::: TASK INPUT :::
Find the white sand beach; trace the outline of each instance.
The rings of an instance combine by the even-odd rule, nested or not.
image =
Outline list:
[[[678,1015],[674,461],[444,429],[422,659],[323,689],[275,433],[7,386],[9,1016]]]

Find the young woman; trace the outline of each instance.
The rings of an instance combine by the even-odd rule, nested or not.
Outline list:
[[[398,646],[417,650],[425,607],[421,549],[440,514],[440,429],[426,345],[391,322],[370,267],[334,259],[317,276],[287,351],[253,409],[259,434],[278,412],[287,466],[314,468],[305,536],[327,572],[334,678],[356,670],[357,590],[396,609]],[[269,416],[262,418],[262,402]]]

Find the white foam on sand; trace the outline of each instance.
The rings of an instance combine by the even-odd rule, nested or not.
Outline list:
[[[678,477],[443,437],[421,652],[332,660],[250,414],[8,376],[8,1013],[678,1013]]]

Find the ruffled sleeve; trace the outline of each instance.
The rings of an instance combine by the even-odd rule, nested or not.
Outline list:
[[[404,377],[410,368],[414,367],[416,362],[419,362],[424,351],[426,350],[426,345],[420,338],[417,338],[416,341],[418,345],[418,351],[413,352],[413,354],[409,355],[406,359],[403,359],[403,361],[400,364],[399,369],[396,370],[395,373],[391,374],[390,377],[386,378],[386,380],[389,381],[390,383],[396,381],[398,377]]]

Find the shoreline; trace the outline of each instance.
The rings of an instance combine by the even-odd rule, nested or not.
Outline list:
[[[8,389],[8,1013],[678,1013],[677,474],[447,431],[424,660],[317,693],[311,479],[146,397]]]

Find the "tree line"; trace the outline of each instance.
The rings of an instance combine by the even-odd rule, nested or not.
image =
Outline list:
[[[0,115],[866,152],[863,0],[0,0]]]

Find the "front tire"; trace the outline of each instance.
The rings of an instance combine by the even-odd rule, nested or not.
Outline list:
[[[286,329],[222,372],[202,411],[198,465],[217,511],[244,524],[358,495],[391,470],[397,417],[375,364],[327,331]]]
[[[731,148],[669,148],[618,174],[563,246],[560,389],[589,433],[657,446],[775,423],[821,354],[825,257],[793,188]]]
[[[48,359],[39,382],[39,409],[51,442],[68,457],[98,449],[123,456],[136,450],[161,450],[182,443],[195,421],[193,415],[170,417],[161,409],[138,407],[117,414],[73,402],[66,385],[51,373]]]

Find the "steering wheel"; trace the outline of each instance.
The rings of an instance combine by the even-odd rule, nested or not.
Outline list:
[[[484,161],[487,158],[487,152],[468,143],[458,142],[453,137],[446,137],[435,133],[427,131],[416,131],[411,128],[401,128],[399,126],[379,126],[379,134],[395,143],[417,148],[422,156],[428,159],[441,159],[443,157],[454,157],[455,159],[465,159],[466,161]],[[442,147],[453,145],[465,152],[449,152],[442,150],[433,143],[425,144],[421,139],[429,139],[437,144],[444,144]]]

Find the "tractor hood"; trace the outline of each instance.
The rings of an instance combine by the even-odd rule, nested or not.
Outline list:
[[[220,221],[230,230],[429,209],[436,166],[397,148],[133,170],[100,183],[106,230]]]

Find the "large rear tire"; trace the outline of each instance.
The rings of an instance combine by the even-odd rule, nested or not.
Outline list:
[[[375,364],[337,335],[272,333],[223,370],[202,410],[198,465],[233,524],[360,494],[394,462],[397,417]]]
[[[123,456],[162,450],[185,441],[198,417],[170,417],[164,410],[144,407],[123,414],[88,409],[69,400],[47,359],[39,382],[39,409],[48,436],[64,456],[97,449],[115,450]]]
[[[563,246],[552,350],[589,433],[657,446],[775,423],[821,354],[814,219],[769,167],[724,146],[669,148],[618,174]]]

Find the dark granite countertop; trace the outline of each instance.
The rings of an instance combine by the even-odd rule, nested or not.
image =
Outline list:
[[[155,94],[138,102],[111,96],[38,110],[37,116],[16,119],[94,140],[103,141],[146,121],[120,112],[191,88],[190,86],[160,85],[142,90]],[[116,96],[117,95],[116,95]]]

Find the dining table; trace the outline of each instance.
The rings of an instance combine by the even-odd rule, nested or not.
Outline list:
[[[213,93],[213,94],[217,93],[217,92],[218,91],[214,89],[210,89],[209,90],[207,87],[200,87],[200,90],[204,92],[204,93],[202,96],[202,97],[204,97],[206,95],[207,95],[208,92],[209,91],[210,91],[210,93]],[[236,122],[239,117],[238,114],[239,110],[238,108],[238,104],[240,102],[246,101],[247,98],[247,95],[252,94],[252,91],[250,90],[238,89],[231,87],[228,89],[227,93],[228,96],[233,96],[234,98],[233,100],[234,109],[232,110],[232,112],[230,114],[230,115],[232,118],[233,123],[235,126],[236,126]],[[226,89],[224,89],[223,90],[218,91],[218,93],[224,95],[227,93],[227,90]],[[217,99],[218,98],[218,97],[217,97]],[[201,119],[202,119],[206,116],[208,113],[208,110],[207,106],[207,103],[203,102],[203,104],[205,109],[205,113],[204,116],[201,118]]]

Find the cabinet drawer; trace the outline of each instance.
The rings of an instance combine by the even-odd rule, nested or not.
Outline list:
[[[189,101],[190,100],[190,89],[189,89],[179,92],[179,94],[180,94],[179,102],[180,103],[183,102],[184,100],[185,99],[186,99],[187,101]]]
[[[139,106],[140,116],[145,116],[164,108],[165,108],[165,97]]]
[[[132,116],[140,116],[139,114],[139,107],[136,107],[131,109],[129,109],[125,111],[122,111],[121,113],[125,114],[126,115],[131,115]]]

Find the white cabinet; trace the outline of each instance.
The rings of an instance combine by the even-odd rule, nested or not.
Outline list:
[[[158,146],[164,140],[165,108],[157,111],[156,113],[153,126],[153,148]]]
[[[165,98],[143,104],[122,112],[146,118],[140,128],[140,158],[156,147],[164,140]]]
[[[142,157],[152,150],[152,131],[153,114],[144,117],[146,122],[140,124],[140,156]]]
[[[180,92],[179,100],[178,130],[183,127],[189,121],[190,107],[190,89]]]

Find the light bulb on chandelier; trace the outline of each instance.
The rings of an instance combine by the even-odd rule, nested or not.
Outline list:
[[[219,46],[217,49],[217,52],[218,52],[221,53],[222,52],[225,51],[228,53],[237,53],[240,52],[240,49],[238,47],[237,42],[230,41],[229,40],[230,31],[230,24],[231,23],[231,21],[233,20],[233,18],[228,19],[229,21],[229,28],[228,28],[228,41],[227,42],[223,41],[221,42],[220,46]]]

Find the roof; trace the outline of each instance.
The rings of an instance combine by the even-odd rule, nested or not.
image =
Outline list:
:::
EXERCISE DETAILS:
Turn the data above, from the line containing "Find the white foam" down to the line containing "[[[0,115],[866,152],[863,0],[0,0]]]", both included, into a JSON list of strings with one string per line and blank lines left out.

TASK ANSWER:
[
  "Find the white foam on sand; trace the outline of each instance.",
  "The rings of an instance combine by the even-odd rule, nested or not.",
  "Outline list:",
  "[[[678,477],[443,437],[421,652],[332,660],[250,414],[8,376],[8,1013],[678,1013]]]",
  "Find the ruffled sleeve; trace the outline of each instance.",
  "The rings of an instance combine by the even-odd rule, nested or not.",
  "Outline list:",
  "[[[404,377],[410,368],[414,367],[416,362],[419,362],[424,351],[426,350],[426,345],[420,338],[417,338],[416,341],[418,345],[418,351],[413,352],[413,354],[409,355],[406,359],[403,359],[403,361],[400,364],[399,369],[396,370],[395,373],[391,374],[390,377],[386,378],[386,380],[389,381],[390,383],[396,381],[398,377]]]",
  "Find the shoreline; trace the outline of each instance.",
  "The rings of an instance combine by the even-odd rule, nested or not.",
  "Outline list:",
  "[[[8,389],[8,1013],[678,1013],[677,474],[447,431],[424,660],[317,693],[311,479],[146,397]]]",
  "Find the \"tree line\"; trace the outline of each instance.",
  "The rings of an instance combine by the even-odd rule, nested or not.",
  "image =",
  "Outline list:",
  "[[[0,115],[866,152],[863,0],[0,0]]]"
]